_Exercise goal:_
Every record here must be set down once more, precisely as it reads.

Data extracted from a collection

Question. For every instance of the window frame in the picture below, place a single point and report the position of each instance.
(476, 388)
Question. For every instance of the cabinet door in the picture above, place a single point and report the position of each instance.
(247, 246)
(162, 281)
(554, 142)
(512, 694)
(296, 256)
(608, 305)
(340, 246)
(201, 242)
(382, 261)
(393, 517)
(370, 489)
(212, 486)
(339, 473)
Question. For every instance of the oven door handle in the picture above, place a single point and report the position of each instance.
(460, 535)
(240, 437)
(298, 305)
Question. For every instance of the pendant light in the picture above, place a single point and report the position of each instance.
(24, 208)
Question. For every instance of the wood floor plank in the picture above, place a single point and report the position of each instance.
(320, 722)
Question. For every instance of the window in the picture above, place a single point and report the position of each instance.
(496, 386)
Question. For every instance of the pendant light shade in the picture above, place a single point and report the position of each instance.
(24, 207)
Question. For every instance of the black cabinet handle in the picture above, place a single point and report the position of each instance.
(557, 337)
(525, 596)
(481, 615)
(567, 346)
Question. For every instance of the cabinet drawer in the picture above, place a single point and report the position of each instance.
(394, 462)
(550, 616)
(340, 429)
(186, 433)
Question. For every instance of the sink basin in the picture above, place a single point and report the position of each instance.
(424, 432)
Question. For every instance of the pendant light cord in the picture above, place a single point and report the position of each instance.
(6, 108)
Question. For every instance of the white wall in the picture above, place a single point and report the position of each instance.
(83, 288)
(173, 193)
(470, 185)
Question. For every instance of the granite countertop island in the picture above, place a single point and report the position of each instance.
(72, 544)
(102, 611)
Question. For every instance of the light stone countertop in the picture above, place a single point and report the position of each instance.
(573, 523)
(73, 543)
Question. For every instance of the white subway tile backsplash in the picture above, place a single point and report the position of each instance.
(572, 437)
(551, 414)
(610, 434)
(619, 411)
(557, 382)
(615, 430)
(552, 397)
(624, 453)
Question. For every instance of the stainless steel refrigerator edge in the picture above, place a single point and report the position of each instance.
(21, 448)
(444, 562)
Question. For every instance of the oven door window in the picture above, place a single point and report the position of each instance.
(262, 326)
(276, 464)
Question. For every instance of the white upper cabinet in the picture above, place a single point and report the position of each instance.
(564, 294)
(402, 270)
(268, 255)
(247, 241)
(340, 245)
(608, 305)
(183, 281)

_Your solution:_
Question. For every instance of the window frame in the picture below, place a single point and report the position of each instance.
(476, 388)
Question. For every instance of the cabinet door in the picture above, place a single point and report the position of each instance.
(247, 246)
(162, 281)
(554, 142)
(512, 694)
(296, 256)
(608, 305)
(340, 246)
(201, 242)
(382, 261)
(393, 517)
(370, 489)
(212, 486)
(339, 473)
Question. For every instance of the oven door handle in the picture above, place a single point and report the position of each instance.
(460, 535)
(240, 437)
(298, 305)
Question. For every instance of the pendant light in the picture above, place a single point and report the position of each instance.
(24, 208)
Question. For every instance of the wood floor plank in the picture above, place a single point and report the position of each instance.
(320, 722)
Question. For every instance of the window in the picture above, place a single point and report the position of each instance.
(496, 386)
Question. For every instance of the pendant light shade in the picture above, place a single point and report the position of each instance.
(24, 207)
Question. For every instance of the black cabinet handle in the picture above, place a single point and report the position of each instance.
(557, 337)
(525, 596)
(481, 615)
(567, 346)
Question. For every instance of the cabinet drawer in the picture above, place a single point and report the position of each instance.
(394, 462)
(550, 616)
(340, 429)
(186, 433)
Question. For every instance of the sink basin in the picture above, place a single point and report the position of each instance.
(424, 432)
Question. For every instance of the pendant light cord in the picture above, place a single point and report the position of each instance.
(6, 108)
Question. For every instance of the white wall in the picture above, place a single point and report the position of each instance.
(83, 288)
(173, 193)
(470, 185)
Question. For every instance of the granite countertop island in the picture above, place a single point and report the position of each instance.
(72, 544)
(102, 611)
Question. For every instance of the light stone countertop in the picture above, place a single point and report the position of each instance.
(573, 523)
(73, 543)
Question. For every instance of the white subway tile backsplash in the picture above, place a single point and report the position of each instance.
(572, 437)
(551, 414)
(610, 434)
(619, 411)
(557, 382)
(615, 430)
(552, 397)
(624, 453)
Question. For every instance of the stainless steel refrigerator edge in the picture above, place a single point and report the position of each instance.
(21, 448)
(444, 562)
Question. For every instance of the oven door window in the picture above, place a single point and report the position of each instance.
(262, 326)
(276, 464)
Question. For every instance of the white upper cabinet in the picture above, place a single point and report the position of each instance.
(564, 294)
(402, 270)
(268, 255)
(247, 241)
(340, 245)
(608, 305)
(183, 281)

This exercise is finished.